◆ **Selection**:
··········

SPIE Advanced Lithography Symposium 2010 – day 0

I’m back. It’s the end of February, so I must be back in San Jose for SPIE’s annual Advanced Lithography Symposium. I have mentally prepared myself for week of exhausting days standing and speaking and drinking, seeing numerous friends and colleagues, forgetting the names of people I should remember, getting excited by incredibly good papers and disgusted by incredibly bad ones, arguing about the future of various technologies and our industry, thrilling to the discovery of some new opportunity while mourning the loss of another. Each year this conference gives me something new to think about and look forward to for another year, each conference with its own personality and, eventually, its own memories.

First the numbers. Last year attendance was down 60% from 2008 (to about 1000), a dismal but not unexpected result given the economy and the state of the industry. This year it is up 25%, a big improvement but still a long way from its glory days. The most obvious manifestation of this new, smaller reality is the length of the conference – shortened by one day. I wonder how many people booked their plane tickets before realizing that there is nothing to stay for on Friday (like I almost did). Perhaps a more disturbing trend is the make-up rather than the number of people attending. Five years ago more than half the attendees were at this conference for the first time. This year, less than a quarter are newbies. Like me, the conference is getting grayer.

I started off the conference, like every year, by teaching a full-day short course on Sunday. The short courses have definitely suffered with the economy. Compared to four years ago, there are half the number of courses being offered and one fourth the number of course attendees. My course did better than most, with just under 20 students (and that despite the fact that it is more expensive than most, since I force the students to buy my textbook as a part of the course fee!).

··········

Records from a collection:
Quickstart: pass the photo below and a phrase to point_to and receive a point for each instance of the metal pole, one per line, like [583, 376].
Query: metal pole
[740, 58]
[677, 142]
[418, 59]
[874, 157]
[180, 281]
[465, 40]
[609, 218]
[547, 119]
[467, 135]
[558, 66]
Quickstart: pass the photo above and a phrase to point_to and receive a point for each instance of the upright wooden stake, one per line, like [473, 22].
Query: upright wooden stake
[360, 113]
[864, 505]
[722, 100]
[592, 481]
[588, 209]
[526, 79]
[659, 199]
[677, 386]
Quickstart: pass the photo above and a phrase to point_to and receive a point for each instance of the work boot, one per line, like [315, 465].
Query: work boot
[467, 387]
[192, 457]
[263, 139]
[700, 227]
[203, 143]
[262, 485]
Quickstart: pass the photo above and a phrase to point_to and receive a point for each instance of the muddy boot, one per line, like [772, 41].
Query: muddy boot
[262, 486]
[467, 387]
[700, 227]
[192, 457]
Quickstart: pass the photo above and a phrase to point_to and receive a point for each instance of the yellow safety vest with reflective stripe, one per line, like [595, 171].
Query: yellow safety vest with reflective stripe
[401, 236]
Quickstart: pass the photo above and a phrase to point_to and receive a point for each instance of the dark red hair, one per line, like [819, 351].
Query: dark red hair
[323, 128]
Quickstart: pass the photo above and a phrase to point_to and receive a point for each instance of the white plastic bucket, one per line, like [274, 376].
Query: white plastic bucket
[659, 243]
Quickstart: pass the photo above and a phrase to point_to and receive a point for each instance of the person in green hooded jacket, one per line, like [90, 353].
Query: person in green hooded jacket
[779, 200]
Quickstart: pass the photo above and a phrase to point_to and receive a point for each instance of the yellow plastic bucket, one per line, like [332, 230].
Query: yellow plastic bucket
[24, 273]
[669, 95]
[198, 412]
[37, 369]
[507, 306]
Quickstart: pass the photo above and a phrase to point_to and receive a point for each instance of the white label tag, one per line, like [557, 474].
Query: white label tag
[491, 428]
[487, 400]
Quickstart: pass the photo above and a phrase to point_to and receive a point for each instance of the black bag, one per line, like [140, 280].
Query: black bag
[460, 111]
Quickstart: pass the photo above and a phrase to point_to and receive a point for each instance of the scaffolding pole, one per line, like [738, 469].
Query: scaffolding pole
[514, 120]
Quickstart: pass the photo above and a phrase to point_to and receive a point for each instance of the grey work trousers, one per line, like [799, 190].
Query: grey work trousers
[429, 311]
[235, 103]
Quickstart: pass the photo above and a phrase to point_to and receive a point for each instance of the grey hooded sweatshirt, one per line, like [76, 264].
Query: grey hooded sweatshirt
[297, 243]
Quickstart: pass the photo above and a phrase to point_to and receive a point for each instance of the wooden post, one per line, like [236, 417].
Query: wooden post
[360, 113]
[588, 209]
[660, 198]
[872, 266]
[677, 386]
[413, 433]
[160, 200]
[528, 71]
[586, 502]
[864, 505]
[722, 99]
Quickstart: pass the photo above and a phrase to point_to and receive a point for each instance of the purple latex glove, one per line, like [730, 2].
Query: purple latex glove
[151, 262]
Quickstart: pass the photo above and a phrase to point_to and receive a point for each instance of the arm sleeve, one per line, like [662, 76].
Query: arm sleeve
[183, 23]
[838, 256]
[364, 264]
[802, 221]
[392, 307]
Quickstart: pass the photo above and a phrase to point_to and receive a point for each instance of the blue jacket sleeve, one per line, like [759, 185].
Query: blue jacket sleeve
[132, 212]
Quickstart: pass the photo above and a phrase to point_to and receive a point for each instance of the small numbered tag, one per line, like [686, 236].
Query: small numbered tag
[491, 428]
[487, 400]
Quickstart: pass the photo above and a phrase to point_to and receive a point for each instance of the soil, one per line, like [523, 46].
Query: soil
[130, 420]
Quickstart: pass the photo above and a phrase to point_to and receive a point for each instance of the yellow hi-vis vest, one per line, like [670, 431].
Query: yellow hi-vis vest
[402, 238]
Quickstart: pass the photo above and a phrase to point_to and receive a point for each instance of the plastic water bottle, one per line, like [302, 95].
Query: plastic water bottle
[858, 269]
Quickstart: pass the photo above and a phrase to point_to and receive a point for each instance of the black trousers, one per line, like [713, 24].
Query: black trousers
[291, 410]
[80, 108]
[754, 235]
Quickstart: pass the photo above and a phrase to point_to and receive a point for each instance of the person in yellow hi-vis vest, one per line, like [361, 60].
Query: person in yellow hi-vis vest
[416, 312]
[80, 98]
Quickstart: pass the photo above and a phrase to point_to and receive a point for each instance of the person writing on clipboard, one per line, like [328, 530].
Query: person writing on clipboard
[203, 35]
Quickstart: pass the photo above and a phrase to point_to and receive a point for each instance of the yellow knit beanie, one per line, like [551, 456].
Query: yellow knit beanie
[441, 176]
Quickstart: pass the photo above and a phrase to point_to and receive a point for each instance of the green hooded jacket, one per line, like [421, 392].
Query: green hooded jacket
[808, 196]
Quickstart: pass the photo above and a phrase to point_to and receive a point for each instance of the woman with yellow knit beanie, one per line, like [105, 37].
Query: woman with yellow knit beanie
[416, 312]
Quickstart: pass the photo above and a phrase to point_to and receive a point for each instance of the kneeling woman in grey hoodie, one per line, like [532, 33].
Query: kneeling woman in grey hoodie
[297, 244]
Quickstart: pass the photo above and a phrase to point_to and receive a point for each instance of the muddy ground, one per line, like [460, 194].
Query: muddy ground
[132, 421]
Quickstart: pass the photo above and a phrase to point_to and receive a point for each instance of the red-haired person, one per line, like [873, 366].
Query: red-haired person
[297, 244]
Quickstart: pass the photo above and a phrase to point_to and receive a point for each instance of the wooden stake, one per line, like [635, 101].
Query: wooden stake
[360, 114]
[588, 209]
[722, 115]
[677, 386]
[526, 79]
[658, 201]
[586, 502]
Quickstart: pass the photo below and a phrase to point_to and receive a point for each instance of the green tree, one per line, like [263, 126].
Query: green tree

··········

◆ **Instruction 1**:
Print the entire post about the 2010 SPIE Advanced Lithography Symposium word for word.
◆ **Instruction 2**:
Report each line of the records that contains the word "small", copying the line in full, and treat uppercase and lowercase letters as different.

◆ **Task solution 1**:
SPIE Advanced Lithography Symposium 2010 – day 0

I’m back. It’s the end of February, so I must be back in San Jose for SPIE’s annual Advanced Lithography Symposium. I have mentally prepared myself for week of exhausting days standing and speaking and drinking, seeing numerous friends and colleagues, forgetting the names of people I should remember, getting excited by incredibly good papers and disgusted by incredibly bad ones, arguing about the future of various technologies and our industry, thrilling to the discovery of some new opportunity while mourning the loss of another. Each year this conference gives me something new to think about and look forward to for another year, each conference with its own personality and, eventually, its own memories.

First the numbers. Last year attendance was down 60% from 2008 (to about 1000), a dismal but not unexpected result given the economy and the state of the industry. This year it is up 25%, a big improvement but still a long way from its glory days. The most obvious manifestation of this new, smaller reality is the length of the conference – shortened by one day. I wonder how many people booked their plane tickets before realizing that there is nothing to stay for on Friday (like I almost did). Perhaps a more disturbing trend is the make-up rather than the number of people attending. Five years ago more than half the attendees were at this conference for the first time. This year, less than a quarter are newbies. Like me, the conference is getting grayer.

I started off the conference, like every year, by teaching a full-day short course on Sunday. The short courses have definitely suffered with the economy. Compared to four years ago, there are half the number of courses being offered and one fourth the number of course attendees. My course did better than most, with just under 20 students (and that despite the fact that it is more expensive than most, since I force the students to buy my textbook as a part of the course fee!).

◆ **Task solution 2**:
Quickstart: pass the photo above and a phrase to point_to and receive a point for each instance of the small numbered tag, one per line, like [686, 236].
Query: small numbered tag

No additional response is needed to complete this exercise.